== Texto base

Dores no corpo e de cabeça, febre e dias de cama. Muitas pessoas tiveram esses sintomas após contrair dengue. Mas uma pesquisa, publicada recentemente na revista Science, sugere que quem passou por esse transtorno pode, no final, ter tido um benefício: produzido anticorpos que neutralizam a ação do zika vírus, causa em potencial para o nascimento de crianças com microcefalia.

O estudo foi feito por brasileiros em conjunto com institutos norte-americanos. Para se chegar ao resultado, eles analisaram a reação de anticorpos no organismo de moradores do bairro Pau da Lima, em Salvador (BA), bastante afetado pelo surto de zika em 2015.

Inicialmente, o levantamento buscou entender os impactos da enfermidade no organismo de uma pessoa que já tinha previamente contraído dengue. Coordenador da pesquisa, o professor Frederico Costa, da Fundação Oswaldo Cruz (Fiocruz), explicou que havia um receio de que uma segunda infecção, dessa vez por zika, piorasse o estado de saúde do doente.

O temor fazia sentido. Tanto a dengue quanto o zika são transmitidos por vírus “parentes” – os flavivírus –, com genéticas semelhantes. Por isso, uma nova contaminação poderia ser sinônimo de complicações parecidas com as de quem teve dengue mais de uma vez, evoluindo para a forma hemorrágica.

Esse resultado decorre de um processo chamado “potencialização dependente de anticorpos” (ADE, na sigla em inglês). “No caso da dengue acontece da seguinte forma: a pessoa contrai um dos quatro tipos do vírus e o corpo produz anticorpos contra ele. Mas, quando ela contrai a enfermidade novamente, de outro tipo, os anticorpos anteriormente produzidos não conseguem combatê-lo. Pelo contrário, acabam ajudando-o a entrar mais rapidamente nas células, gerando o quadro mais grave da doença”, explica Frederico Costa.

====
== Dados registrados

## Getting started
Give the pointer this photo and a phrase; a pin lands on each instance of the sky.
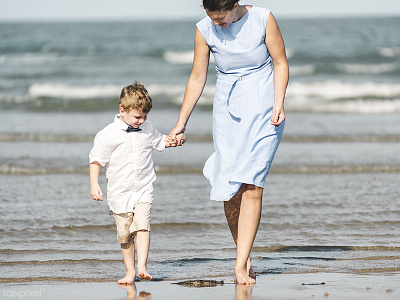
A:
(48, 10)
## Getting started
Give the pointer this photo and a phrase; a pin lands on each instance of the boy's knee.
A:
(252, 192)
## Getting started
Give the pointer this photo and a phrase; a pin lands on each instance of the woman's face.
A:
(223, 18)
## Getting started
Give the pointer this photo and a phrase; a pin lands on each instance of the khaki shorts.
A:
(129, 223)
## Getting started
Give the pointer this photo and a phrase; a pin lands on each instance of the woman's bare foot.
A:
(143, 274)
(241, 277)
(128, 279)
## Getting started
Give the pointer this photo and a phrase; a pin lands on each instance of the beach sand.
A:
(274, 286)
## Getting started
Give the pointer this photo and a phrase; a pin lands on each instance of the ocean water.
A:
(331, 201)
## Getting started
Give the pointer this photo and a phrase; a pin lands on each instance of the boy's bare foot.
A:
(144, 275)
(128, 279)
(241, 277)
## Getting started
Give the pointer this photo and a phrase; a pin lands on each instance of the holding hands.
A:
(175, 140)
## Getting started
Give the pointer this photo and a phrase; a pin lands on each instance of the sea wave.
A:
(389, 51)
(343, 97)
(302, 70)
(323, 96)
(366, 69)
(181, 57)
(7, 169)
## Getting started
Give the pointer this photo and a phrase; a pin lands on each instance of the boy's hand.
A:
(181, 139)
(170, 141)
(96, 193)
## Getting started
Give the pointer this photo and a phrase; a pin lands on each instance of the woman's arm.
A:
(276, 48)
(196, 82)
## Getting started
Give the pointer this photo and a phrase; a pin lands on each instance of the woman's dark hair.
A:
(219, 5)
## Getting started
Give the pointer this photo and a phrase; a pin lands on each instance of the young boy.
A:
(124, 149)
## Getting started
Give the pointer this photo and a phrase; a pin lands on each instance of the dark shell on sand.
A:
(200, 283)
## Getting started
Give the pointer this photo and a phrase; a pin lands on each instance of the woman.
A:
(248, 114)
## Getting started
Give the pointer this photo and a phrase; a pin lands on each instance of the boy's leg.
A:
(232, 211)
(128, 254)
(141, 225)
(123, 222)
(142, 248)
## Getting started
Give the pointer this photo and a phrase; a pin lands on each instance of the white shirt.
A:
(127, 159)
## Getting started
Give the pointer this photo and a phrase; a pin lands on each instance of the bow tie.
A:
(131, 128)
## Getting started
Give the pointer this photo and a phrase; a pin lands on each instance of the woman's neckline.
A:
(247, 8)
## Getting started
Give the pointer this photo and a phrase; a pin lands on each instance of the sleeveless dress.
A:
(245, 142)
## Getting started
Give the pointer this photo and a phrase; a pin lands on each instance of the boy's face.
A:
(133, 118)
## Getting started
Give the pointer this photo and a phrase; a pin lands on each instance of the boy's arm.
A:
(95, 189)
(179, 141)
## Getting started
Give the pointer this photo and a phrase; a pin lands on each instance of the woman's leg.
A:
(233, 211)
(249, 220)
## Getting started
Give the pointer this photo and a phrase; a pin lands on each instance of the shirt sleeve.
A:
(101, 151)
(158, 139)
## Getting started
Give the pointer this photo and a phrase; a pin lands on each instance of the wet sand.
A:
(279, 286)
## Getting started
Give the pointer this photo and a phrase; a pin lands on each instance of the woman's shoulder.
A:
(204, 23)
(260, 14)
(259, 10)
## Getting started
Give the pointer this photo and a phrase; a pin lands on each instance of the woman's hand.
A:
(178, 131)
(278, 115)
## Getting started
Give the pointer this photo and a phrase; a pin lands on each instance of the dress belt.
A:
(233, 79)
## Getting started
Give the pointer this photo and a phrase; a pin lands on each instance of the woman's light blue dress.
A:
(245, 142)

====
== Dados registrados

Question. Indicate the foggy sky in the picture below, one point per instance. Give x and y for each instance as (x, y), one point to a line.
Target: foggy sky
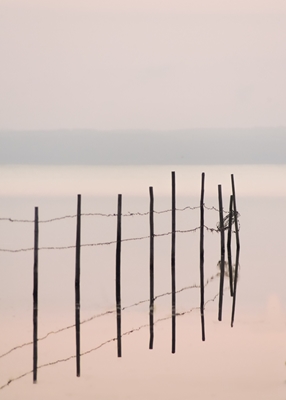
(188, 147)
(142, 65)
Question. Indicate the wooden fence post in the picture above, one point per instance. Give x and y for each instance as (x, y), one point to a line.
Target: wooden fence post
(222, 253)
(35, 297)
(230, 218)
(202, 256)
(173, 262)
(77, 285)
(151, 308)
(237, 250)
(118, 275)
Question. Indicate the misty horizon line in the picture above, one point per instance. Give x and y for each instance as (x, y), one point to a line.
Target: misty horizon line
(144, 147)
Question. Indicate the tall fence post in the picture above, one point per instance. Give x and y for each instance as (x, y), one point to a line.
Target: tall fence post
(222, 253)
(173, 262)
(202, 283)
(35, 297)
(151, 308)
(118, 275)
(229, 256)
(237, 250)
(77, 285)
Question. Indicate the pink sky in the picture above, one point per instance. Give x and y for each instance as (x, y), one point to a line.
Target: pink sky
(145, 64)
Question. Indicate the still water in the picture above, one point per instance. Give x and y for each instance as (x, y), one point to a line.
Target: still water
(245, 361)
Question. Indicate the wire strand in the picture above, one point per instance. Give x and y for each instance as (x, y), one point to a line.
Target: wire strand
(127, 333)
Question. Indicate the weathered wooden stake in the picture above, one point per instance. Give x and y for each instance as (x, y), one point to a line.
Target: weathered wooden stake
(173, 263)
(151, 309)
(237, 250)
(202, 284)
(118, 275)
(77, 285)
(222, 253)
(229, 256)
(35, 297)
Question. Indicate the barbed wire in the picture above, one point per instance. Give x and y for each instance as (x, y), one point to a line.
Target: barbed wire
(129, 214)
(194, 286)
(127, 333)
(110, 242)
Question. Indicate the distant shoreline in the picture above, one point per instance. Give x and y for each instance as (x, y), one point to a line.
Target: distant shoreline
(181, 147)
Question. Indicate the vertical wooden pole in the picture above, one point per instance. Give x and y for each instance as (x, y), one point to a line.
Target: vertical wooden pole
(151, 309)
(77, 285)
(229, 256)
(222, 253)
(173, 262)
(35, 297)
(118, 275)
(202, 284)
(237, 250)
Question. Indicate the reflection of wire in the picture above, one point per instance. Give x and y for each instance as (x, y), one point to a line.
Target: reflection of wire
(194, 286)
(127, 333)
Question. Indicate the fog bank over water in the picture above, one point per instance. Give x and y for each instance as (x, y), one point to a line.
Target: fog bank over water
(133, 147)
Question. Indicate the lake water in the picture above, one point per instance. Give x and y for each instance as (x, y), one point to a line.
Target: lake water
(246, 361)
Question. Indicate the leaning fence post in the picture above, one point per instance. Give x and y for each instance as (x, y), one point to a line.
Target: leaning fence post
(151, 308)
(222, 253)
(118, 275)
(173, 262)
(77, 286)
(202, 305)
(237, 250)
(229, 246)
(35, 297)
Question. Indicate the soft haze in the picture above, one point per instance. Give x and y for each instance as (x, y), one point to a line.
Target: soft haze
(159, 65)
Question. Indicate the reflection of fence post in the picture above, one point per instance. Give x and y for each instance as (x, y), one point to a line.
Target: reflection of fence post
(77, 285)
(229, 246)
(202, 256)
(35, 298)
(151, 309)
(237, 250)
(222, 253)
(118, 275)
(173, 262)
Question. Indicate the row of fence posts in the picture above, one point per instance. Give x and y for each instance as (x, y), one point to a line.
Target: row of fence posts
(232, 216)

====

Instruções de trabalho:
A) Você pode repetir o trecho do texto sobre dengue e zika de "Dores no corpo" até "crianças com microcefalia.", inclusive?
B) Como fica em inglês esta frase do texto sobre dengue e zika: "O estudo foi feito por brasileiros em conjunto com institutos norte-americanos."?
Este material foi retirado de outra fonte.

Respostas às tarefas:
A)
Dores no corpo e de cabeça, febre e dias de cama. Muitas pessoas tiveram esses sintomas após contrair dengue. Mas uma pesquisa, publicada recentemente na revista Science, sugere que quem passou por esse transtorno pode, no final, ter tido um benefício: produzido anticorpos que neutralizam a ação do zika vírus, causa em potencial para o nascimento de crianças com microcefalia.

B) The study was carried out by Brazilians together with U.S. institutes.